**MATERIAL PROVIDED**
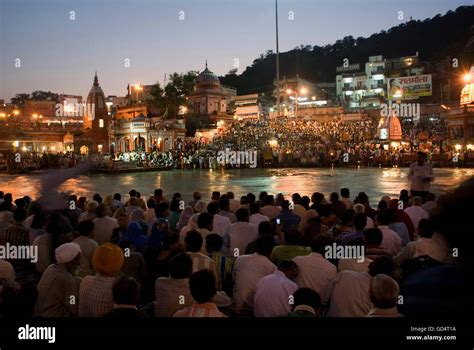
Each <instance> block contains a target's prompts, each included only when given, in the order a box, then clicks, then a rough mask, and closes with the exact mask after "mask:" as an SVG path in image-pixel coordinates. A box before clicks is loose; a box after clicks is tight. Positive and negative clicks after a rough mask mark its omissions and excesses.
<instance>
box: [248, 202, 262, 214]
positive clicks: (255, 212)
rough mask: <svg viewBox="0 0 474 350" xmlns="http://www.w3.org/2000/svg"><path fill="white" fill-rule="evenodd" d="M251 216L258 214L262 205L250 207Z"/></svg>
mask: <svg viewBox="0 0 474 350" xmlns="http://www.w3.org/2000/svg"><path fill="white" fill-rule="evenodd" d="M249 209H250V215H253V214H258V213H259V212H260V204H258V202H255V203H252V204H250V205H249Z"/></svg>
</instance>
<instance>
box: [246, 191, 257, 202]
mask: <svg viewBox="0 0 474 350" xmlns="http://www.w3.org/2000/svg"><path fill="white" fill-rule="evenodd" d="M255 199H256V198H255V195H254V194H253V193H252V192H249V193H247V203H248V204H252V203H255Z"/></svg>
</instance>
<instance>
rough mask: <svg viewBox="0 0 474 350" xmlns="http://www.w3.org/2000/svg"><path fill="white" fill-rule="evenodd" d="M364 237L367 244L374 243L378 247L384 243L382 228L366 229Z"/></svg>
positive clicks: (375, 227) (365, 241)
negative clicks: (366, 229)
mask: <svg viewBox="0 0 474 350" xmlns="http://www.w3.org/2000/svg"><path fill="white" fill-rule="evenodd" d="M364 238H365V242H366V243H367V245H373V246H376V247H378V246H379V245H381V244H382V240H383V234H382V231H380V229H378V228H376V227H373V228H368V229H367V230H364Z"/></svg>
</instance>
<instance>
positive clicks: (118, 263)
mask: <svg viewBox="0 0 474 350" xmlns="http://www.w3.org/2000/svg"><path fill="white" fill-rule="evenodd" d="M123 261H124V256H123V251H122V249H120V247H119V246H118V245H115V244H112V243H104V244H101V245H100V246H99V247H98V248H97V249H96V250H95V252H94V255H93V257H92V266H93V267H94V271H95V272H97V273H98V274H99V275H102V276H107V277H114V276H115V275H116V274H117V273H119V272H120V270H121V269H122V265H123Z"/></svg>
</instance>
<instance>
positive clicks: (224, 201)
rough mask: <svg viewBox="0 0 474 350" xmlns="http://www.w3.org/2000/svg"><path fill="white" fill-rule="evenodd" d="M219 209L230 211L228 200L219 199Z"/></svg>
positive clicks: (228, 199)
mask: <svg viewBox="0 0 474 350" xmlns="http://www.w3.org/2000/svg"><path fill="white" fill-rule="evenodd" d="M219 209H220V210H222V211H230V201H229V199H228V198H221V199H220V200H219Z"/></svg>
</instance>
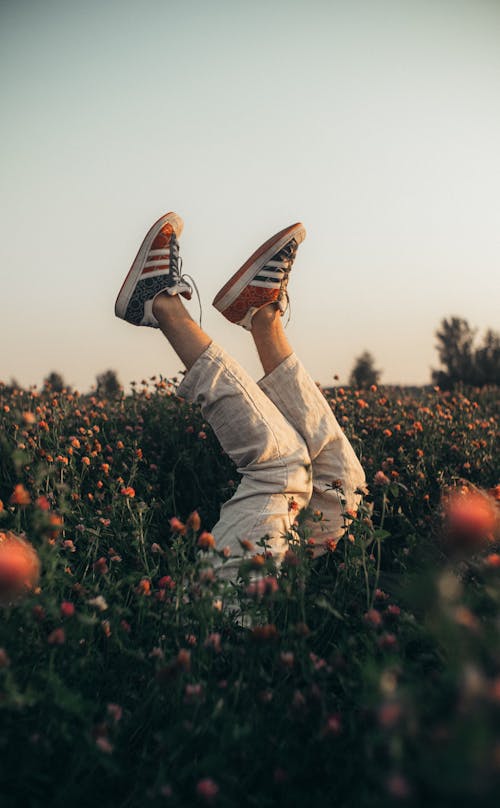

**TASK INSTRUCTIONS**
List every line in the data above that contains the string "negative", copying each line in full. Match case exactly.

**WRITTEN ANSWER**
Each <instance> block contains a target's prompts, each included only when given, in the order a box, then clicks, then a rough mask, and closes with the exact mask after "mask:" as an SVG path in image-pixel coordinates. A box before clicks is loose; a box after clicks is tight. Positive and negative clicks after a rough mask mark its omissions and excesses.
negative clicks: (366, 229)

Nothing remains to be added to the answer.